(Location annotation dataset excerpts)
** Begin **
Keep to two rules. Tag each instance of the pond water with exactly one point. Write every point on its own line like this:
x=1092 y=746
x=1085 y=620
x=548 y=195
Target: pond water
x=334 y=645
** End **
Reproduce all the lines of these records, requests included, and decrease every coordinate in the answers by 135.

(Exercise result)
Keep to two rules. Tag each instance of the pond water with exactly one point. Write every point on its own line like this:
x=1092 y=746
x=1085 y=620
x=548 y=195
Target: pond water
x=199 y=510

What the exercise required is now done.